[SOURCE RECORDS — start]

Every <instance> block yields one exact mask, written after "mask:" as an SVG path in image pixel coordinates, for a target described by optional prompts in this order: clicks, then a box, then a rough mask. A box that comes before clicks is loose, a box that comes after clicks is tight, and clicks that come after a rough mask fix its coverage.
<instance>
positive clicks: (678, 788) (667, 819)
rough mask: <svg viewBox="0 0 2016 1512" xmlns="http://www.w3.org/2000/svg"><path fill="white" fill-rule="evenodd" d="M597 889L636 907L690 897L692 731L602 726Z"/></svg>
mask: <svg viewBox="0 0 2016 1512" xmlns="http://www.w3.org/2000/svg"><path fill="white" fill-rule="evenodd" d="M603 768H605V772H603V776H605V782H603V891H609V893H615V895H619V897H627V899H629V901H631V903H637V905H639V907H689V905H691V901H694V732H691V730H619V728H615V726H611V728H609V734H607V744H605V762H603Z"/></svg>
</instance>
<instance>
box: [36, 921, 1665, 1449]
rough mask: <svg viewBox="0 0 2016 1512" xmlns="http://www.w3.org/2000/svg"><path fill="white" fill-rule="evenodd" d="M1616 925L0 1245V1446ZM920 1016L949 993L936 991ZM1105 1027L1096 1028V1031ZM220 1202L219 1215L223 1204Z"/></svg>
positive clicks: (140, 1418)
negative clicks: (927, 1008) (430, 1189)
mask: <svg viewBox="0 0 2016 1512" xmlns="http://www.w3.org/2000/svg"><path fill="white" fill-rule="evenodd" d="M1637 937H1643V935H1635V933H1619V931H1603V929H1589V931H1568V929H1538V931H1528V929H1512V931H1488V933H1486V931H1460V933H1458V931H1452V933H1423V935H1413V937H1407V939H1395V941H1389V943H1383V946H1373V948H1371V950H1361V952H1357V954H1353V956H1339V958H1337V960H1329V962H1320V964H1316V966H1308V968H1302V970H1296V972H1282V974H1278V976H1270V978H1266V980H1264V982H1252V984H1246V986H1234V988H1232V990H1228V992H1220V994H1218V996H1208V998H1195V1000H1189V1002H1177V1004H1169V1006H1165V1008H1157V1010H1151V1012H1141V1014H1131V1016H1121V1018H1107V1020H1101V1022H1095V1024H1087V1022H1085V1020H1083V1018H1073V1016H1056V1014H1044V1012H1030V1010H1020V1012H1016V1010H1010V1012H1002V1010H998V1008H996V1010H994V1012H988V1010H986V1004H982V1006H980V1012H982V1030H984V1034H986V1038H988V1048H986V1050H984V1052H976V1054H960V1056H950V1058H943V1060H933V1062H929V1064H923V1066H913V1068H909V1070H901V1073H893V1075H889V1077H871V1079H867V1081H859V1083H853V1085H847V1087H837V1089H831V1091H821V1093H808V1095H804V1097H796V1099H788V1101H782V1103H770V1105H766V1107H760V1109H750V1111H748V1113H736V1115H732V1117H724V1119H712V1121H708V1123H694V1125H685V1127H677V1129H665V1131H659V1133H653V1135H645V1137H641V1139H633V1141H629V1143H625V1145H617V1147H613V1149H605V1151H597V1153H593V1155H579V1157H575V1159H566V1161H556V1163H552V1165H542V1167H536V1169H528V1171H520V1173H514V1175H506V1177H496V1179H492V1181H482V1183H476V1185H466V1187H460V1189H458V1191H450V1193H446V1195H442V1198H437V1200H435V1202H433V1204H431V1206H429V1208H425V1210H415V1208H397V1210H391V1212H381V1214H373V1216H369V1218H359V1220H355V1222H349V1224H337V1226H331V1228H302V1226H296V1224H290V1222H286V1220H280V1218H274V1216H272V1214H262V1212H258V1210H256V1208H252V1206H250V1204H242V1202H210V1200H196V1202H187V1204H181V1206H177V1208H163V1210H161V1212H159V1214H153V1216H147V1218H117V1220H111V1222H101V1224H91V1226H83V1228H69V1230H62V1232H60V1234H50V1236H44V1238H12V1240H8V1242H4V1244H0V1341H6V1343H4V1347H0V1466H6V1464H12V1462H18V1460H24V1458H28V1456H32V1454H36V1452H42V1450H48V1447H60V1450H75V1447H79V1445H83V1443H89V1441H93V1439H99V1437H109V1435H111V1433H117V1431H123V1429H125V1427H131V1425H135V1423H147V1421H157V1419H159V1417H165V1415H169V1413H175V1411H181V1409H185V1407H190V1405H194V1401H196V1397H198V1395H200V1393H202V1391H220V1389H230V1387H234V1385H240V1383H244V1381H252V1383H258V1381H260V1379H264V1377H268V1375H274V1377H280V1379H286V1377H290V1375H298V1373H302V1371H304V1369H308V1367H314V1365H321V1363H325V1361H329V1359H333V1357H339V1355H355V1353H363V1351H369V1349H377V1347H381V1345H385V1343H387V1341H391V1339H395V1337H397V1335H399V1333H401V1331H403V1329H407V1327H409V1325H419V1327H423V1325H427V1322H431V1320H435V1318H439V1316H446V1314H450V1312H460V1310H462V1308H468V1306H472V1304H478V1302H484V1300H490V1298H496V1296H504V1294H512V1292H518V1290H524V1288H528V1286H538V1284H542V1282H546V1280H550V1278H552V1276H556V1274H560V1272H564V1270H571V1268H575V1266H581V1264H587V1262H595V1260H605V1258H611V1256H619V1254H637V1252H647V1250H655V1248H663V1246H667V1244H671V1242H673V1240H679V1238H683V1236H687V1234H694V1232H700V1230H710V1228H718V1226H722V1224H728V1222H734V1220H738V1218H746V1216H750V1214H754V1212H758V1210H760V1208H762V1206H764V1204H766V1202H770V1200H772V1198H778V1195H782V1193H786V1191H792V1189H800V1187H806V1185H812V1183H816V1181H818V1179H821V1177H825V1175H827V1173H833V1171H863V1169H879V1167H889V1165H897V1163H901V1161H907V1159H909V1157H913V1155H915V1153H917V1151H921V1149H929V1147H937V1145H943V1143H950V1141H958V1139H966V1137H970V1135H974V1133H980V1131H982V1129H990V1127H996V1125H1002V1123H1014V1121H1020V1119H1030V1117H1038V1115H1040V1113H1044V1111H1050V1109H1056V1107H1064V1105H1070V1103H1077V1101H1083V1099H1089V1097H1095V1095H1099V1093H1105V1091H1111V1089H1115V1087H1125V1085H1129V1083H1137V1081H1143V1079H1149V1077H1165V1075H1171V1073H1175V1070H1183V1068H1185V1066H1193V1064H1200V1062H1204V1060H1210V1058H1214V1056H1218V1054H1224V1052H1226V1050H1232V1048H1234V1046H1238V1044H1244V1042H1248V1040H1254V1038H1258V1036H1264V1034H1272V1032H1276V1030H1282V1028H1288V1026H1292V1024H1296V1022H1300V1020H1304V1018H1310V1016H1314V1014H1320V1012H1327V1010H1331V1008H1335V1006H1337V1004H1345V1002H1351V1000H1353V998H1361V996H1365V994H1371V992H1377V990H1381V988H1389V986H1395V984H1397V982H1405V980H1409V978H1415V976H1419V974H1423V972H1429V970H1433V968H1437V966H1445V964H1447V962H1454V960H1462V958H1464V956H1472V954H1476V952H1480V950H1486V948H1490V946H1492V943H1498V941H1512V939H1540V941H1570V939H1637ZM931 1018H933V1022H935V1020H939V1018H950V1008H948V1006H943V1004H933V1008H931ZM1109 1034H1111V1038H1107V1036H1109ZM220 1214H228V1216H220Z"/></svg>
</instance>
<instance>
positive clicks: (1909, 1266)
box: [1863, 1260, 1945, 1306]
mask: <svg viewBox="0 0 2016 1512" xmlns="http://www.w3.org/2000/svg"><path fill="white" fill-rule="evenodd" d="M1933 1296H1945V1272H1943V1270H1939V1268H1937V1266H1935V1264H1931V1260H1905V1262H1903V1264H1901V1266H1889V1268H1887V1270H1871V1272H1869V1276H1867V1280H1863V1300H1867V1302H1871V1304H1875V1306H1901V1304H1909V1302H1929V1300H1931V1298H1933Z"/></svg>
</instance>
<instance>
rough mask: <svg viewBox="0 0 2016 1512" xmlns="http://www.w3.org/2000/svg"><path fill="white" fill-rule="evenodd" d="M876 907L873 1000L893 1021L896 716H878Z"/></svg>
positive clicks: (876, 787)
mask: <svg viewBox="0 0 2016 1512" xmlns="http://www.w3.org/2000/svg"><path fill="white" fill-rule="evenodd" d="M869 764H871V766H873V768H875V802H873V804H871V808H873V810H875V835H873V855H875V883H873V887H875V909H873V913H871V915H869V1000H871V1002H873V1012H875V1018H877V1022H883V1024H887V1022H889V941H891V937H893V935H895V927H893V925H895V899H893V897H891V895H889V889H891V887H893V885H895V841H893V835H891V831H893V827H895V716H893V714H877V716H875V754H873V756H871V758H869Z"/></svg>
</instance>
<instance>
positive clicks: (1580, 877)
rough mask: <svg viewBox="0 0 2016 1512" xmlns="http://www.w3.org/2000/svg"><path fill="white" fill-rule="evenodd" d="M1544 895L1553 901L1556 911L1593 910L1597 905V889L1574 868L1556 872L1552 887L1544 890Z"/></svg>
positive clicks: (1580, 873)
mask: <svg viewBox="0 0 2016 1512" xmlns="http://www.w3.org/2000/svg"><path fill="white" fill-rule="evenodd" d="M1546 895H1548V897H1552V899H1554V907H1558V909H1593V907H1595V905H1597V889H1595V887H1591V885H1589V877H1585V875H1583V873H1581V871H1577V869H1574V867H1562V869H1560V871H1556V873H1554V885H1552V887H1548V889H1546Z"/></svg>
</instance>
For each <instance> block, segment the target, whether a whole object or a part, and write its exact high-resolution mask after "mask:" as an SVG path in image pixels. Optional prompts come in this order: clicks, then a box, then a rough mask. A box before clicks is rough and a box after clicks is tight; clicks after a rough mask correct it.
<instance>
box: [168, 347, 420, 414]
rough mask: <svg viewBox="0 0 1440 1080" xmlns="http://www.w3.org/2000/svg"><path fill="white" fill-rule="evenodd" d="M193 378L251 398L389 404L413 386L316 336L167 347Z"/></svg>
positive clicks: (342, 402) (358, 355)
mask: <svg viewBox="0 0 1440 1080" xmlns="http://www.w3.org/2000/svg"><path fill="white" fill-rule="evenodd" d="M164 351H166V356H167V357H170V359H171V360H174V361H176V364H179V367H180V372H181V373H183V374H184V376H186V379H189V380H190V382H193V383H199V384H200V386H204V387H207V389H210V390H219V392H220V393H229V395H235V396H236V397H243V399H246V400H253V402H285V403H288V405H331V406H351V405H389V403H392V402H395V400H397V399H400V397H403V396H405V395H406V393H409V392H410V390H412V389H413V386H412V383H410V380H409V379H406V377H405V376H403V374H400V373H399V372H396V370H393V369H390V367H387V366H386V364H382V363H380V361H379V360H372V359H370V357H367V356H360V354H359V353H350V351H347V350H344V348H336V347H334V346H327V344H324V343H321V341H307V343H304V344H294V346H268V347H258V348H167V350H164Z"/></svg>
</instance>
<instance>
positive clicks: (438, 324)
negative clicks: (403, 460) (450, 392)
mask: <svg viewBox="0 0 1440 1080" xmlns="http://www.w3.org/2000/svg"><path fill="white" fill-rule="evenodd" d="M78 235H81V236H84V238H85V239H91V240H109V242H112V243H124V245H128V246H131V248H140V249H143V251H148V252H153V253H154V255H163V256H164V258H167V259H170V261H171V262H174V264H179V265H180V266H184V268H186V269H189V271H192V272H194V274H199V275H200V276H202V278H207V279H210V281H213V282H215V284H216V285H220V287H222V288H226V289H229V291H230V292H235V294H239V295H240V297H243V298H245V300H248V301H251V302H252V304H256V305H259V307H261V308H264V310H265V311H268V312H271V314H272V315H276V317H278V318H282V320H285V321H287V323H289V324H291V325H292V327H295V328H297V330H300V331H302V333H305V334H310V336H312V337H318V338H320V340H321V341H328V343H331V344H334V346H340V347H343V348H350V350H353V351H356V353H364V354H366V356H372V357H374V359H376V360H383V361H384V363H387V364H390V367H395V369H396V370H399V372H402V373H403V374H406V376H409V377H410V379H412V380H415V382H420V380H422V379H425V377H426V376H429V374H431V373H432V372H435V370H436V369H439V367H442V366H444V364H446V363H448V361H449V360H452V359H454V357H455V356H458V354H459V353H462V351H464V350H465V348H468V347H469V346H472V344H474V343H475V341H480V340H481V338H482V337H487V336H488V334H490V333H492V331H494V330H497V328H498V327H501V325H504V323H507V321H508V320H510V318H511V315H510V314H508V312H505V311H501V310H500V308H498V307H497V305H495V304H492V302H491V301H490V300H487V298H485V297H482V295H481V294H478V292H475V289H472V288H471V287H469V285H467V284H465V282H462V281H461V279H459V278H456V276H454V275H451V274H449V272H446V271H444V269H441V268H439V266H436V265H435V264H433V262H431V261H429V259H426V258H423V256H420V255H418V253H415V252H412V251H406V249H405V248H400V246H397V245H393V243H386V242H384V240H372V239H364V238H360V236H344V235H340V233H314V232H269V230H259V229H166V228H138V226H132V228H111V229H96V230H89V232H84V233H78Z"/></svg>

[SOURCE RECORDS — finish]

▸ **WHAT IS REQUIRED**:
Each line of the data above containing the string "after" is to be copied.

▸ **REPLY TO THE TASK**:
Every <instance> block yields one exact mask, written after "mask:" as an SVG path in image pixel coordinates, for a target described by optional prompts in this order: clicks, then a box, then a rough mask. A box that comes before clicks is loose, a box that comes after clicks is tight, and clicks that come after a rough mask fix its coverage.
For each <instance> block, segment the target, whether a whole object or a part, and write its exact high-resolution mask after "mask:" as an SVG path in image pixels. Optional prompts come in this order: clicks, then a box, then a rough mask. A box before clicks is rough and a box after clicks is tight; clicks after a rough mask correct it.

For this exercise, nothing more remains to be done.